↓↓↓

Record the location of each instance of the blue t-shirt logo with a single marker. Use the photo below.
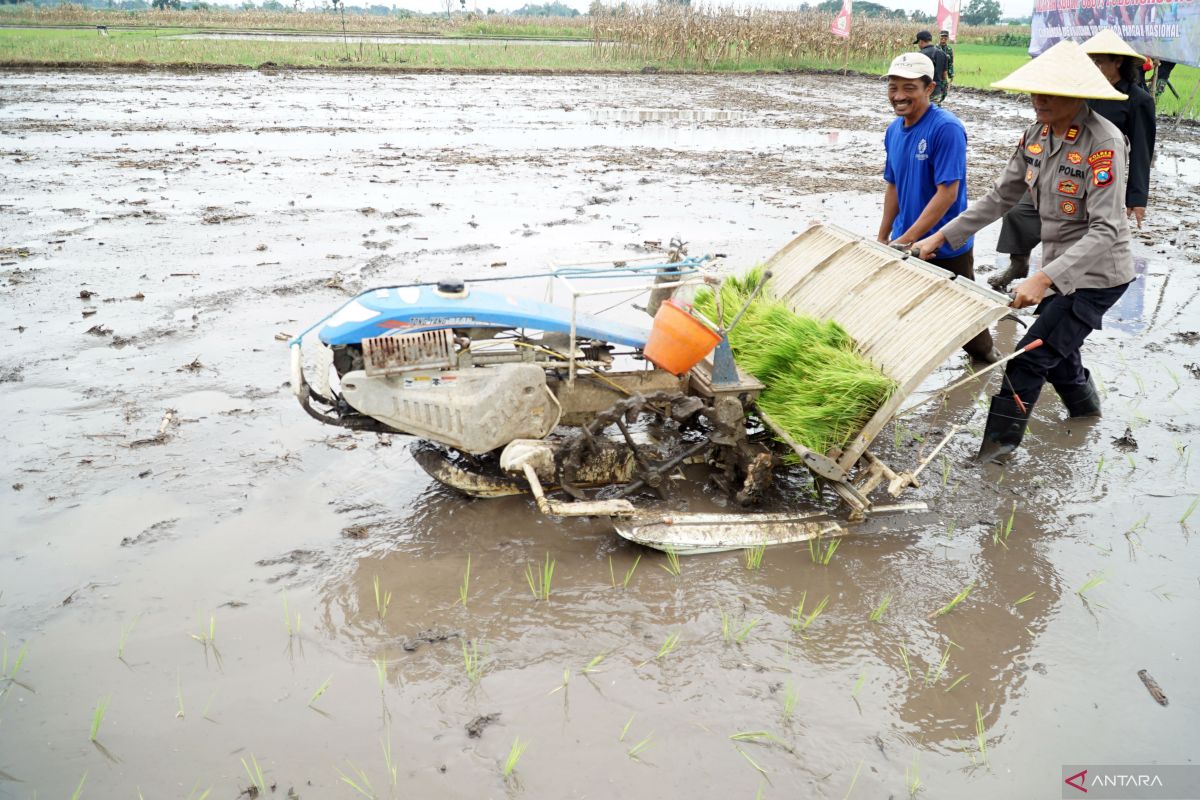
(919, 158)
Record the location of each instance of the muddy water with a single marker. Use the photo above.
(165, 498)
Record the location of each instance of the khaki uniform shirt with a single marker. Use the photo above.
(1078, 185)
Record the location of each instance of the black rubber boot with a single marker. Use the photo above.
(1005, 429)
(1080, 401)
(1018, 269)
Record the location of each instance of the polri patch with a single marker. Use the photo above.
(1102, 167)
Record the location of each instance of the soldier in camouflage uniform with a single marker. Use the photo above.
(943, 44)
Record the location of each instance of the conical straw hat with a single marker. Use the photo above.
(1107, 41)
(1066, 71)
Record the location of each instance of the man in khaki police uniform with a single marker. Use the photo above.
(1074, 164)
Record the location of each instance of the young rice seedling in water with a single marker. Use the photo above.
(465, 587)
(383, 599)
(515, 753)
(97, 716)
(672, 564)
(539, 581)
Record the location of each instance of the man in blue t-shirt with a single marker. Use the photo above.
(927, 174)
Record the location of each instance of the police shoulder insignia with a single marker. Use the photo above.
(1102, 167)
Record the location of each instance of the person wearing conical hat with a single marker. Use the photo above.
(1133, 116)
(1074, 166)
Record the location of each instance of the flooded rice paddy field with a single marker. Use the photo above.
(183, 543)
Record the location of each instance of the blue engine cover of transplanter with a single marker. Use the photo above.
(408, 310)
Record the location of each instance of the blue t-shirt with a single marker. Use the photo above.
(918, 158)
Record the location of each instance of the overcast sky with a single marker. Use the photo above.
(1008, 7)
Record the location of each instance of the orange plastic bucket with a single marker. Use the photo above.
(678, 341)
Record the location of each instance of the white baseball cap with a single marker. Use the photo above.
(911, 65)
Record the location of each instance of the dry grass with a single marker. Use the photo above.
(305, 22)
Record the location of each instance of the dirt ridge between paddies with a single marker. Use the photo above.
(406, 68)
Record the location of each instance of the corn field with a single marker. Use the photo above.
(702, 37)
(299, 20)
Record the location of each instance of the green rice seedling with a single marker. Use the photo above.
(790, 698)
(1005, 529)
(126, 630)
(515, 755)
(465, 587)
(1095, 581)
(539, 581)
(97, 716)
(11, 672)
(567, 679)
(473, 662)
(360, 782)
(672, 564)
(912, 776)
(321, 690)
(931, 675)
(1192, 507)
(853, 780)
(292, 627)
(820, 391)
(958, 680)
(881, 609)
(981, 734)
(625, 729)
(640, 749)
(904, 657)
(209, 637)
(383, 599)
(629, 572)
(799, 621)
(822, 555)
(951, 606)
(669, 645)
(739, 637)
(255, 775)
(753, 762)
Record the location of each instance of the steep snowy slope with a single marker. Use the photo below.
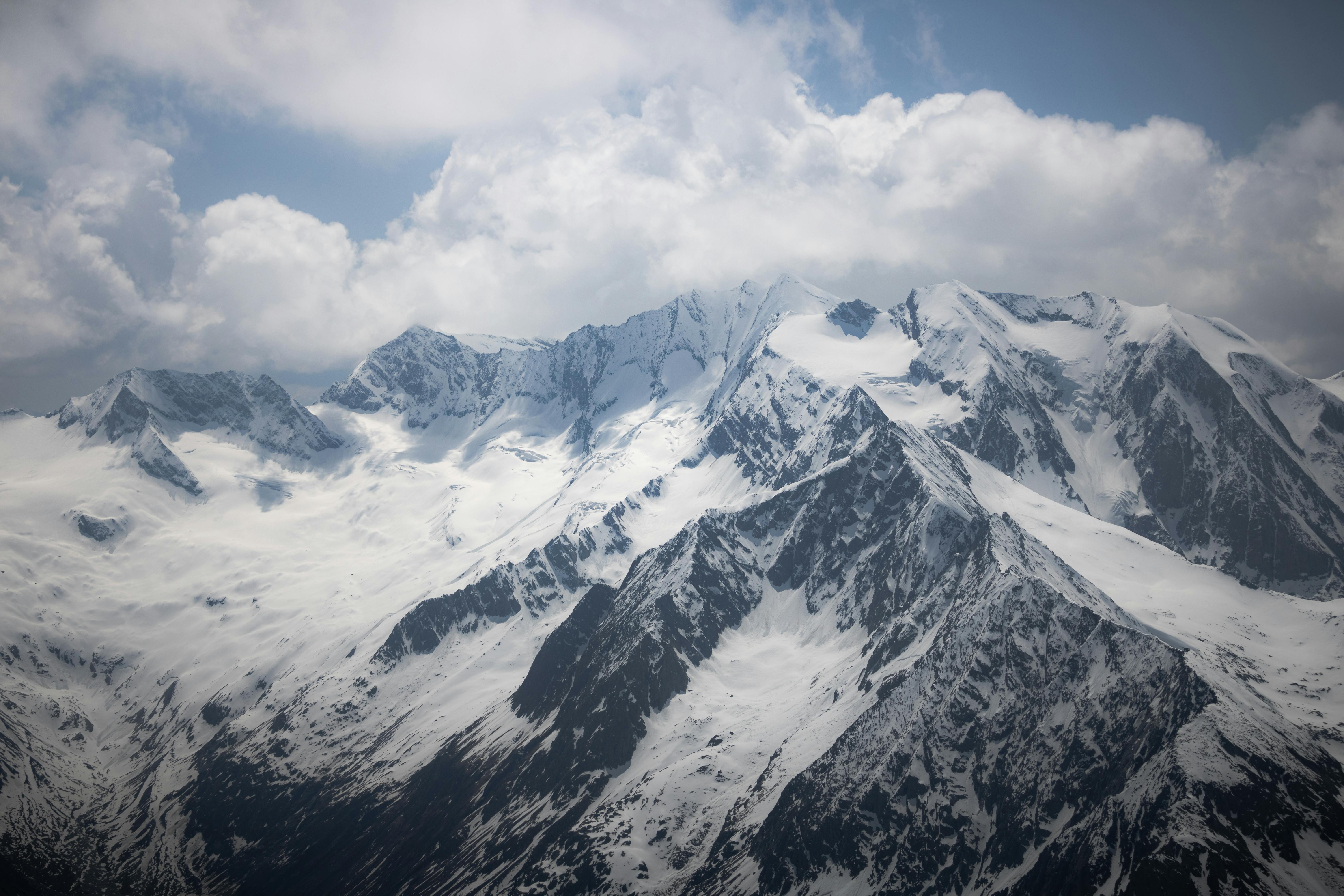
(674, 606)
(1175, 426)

↑↑↑

→ TASK DIRECTIONS: Would you write out the data exactly, with no pictures in the copy?

→ EXERCISE SOLUTION:
Record the location of each instance of the blue t-shirt logo with a single marker. Use the photo below.
(919, 158)
Record the location of each instance of the muddy water with a single marker. Use the photo above.
(165, 498)
Record the location of each instance of the khaki uniform shirt with a single marker. Use the photo above.
(1078, 185)
Record the location of each instance of the black rubber boot with a single marker. Use the photo above.
(1005, 429)
(1080, 401)
(1018, 269)
Record the location of each instance of the polri patch with a single marker. Use the photo above.
(1102, 167)
Record the location of each instance of the soldier in camouflage uniform with a single marker. Use the photo above.
(943, 44)
Record the location of each instance of the conical straw hat with a single marker. Use the photo above.
(1107, 41)
(1066, 71)
Record the location of each instance of the man in khaki police uniform with a single marker. Use the photo above.
(1074, 164)
Record the location of each instance of the young rice seedling in water with a single marker. Use the photo above.
(465, 587)
(383, 599)
(515, 753)
(97, 716)
(672, 564)
(539, 581)
Record the location of each instance of the man in blue t-shirt with a single marker. Use the photo above.
(927, 174)
Record the location of each instance of the police shoulder insignia with a single marker. Use the photo above.
(1102, 167)
Record the location of each instance of the person wearing conical hat with a single marker. Use the photo above.
(1133, 116)
(1074, 166)
Record the location of each instance of the flooded rice paddy field with a single marker. Use the photo above.
(183, 543)
Record the location of each instance of the blue engine cover of transplanter with a single marker. Use the photo above.
(408, 310)
Record the location of each instance of the blue t-shirt with a single marker. Use the photo above.
(918, 158)
Record the location of each instance of the overcast sky with a single marker. Use the photo above.
(1008, 7)
Record the location of each instance of the orange plastic bucket with a single marker. Use the photo above.
(678, 341)
Record the location of each instance of the white baseball cap with a single marker. Use the photo above.
(911, 65)
Record the location of each instance of the dry grass with a single marker. Use the photo above.
(305, 22)
Record the location of each instance of the dirt ridge between paddies with a single marker. Use the photo above.
(406, 68)
Record the location of each instance of the corn field with a single marker. Use the photo above.
(702, 37)
(299, 20)
Record the location of each instance of the green rice seedling with a single marker. Use the photo above.
(790, 698)
(1005, 529)
(126, 630)
(515, 755)
(465, 587)
(1095, 581)
(539, 581)
(97, 716)
(11, 672)
(567, 679)
(473, 662)
(360, 782)
(672, 564)
(912, 776)
(321, 690)
(931, 675)
(1192, 507)
(853, 780)
(292, 627)
(820, 391)
(958, 680)
(881, 609)
(981, 734)
(625, 729)
(640, 749)
(904, 657)
(209, 637)
(383, 599)
(629, 572)
(799, 621)
(822, 555)
(951, 606)
(669, 645)
(739, 637)
(255, 775)
(753, 762)
Record the location of each instance of the steep snowy slope with a single marker. Use the photo below.
(674, 606)
(1175, 426)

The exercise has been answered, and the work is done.